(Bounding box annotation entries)
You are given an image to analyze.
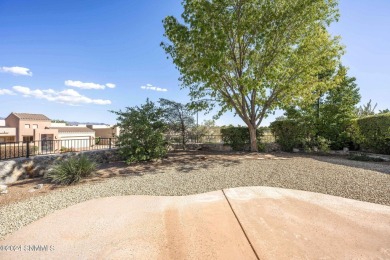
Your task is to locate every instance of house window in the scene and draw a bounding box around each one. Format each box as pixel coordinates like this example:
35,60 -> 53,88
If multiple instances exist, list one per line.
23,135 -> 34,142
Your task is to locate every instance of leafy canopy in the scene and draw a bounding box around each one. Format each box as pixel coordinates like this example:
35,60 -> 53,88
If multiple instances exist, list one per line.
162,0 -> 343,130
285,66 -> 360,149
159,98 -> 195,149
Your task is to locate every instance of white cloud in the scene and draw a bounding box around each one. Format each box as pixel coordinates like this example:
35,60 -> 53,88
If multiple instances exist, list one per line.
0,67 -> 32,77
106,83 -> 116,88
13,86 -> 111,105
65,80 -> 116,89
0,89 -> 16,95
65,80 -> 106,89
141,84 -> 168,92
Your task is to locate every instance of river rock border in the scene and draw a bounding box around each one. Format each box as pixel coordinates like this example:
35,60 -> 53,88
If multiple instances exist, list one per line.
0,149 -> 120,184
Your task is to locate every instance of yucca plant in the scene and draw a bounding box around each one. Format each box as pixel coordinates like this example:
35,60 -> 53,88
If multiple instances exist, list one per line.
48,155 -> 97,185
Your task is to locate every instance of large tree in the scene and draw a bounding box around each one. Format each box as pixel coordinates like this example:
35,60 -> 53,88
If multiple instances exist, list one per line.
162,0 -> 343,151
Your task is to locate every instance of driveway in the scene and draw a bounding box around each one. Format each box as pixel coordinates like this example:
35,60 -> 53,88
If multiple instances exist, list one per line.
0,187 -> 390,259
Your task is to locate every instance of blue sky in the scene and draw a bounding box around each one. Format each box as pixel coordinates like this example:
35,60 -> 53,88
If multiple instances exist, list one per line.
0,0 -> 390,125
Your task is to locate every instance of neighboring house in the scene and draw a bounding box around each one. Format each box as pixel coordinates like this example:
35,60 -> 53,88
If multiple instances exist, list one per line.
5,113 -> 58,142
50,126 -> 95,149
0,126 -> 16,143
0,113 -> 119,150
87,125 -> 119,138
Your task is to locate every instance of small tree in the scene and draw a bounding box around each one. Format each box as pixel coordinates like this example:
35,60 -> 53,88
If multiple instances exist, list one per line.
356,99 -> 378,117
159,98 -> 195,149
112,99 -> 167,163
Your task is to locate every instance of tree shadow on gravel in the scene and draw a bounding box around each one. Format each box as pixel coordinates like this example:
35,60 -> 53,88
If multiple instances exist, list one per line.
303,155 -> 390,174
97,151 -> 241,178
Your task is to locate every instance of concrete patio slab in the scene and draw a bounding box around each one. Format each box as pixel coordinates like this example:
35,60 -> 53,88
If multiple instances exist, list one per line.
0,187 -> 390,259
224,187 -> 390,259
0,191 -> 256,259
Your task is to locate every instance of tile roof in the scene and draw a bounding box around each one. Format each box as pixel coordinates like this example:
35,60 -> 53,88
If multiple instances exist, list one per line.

_YOUR OBJECTIVE_.
Reproduce each of the items above word for word, leaving out the pictures.

_TASK ANSWER_.
You are given an image to analyze.
Your task is to locate every instance of house window in the scene and draw a bounding box around each one. Format each box as pixel coordinates like this example:
35,60 -> 53,88
If multiple instances exist, list one per line.
23,135 -> 34,142
Your task is to locate every instance of leafy canopy in the scene and draw a bounding box around each one. Format each box as pixel coordinates like this example:
35,60 -> 53,88
If multiple instances exist, list one per line.
162,0 -> 343,130
285,66 -> 360,149
159,98 -> 195,149
Your task is to locate every instance of white cloud in the scene and draw a bounding box around each one. Format each box as pixel coordinates like this example:
35,60 -> 53,88
If multiple instances exist, list one per line.
0,67 -> 32,77
106,83 -> 116,88
13,86 -> 111,105
65,80 -> 116,89
0,89 -> 16,95
65,80 -> 106,89
141,84 -> 168,92
Your task is to locate every instance of river rock border in the scene and draw a bounding box around each one. Format each box as pixel coordinates like this example:
35,60 -> 53,88
If multiple instances exist, list one per line.
0,149 -> 120,184
Your task is to locate every instance of yucca plant in the scene and draw a bounding box around each one. Format each box as pixel coordinates like this example:
35,60 -> 53,88
If multiple instances exist, list one per line.
48,155 -> 97,185
Your task is to locate every instance of large tree in the scene and draw a bounding box around each one. Format each box as pixel coordinates like this example:
35,60 -> 53,88
If multiple instances exist, list one per line.
162,0 -> 343,151
Your task is to locate every instance of driveway in the scene and draw a bounding box around each one. Format each box as pixel coordinates like this example:
35,60 -> 53,88
If multiple instances exist, list one per line.
0,187 -> 390,259
Your task is to locate every instance of blue sky in the scene and draw a bounding box around each one. Format each box as pixel coordinates like this example:
35,60 -> 53,88
If multiple instances exist, list one per line.
0,0 -> 390,125
Your task is to locate every instance of neighboring house in the scene and draw a bounding box around each one. Format each box as pixel coordinates like this example:
35,60 -> 53,88
If multiple instances exist, list one per line.
5,113 -> 58,142
50,126 -> 95,149
0,126 -> 16,143
0,113 -> 119,150
87,125 -> 119,138
Your task is to locate every instance of small tree in the scene and draw a bounding box around each one. Format each box as pixel coordinates like this example:
35,60 -> 53,88
If multiple instances exist, list one per line.
356,99 -> 378,117
159,98 -> 195,149
112,99 -> 167,163
Your task is to locate every instance of tree shadow on gravel in the scene and draw a bounding box around each one. Format each box as pixel coordinates like this example:
35,60 -> 53,88
If multiple instances exist, list one per line.
303,155 -> 390,174
97,151 -> 241,178
Your task is to locate every instance of concrete patio slab in the scene and draw a bounding box around each one. Format each box as pixel coordinates like this example:
35,60 -> 53,88
If multiple instances exist, list one per line.
0,187 -> 390,259
224,187 -> 390,259
0,191 -> 256,259
Your task is to locate every instance of tile roof in the scene and draw a bounding box around each one. Format each box as pixel coordinates like this example:
35,60 -> 53,88
If multiple instances exist, list one per line.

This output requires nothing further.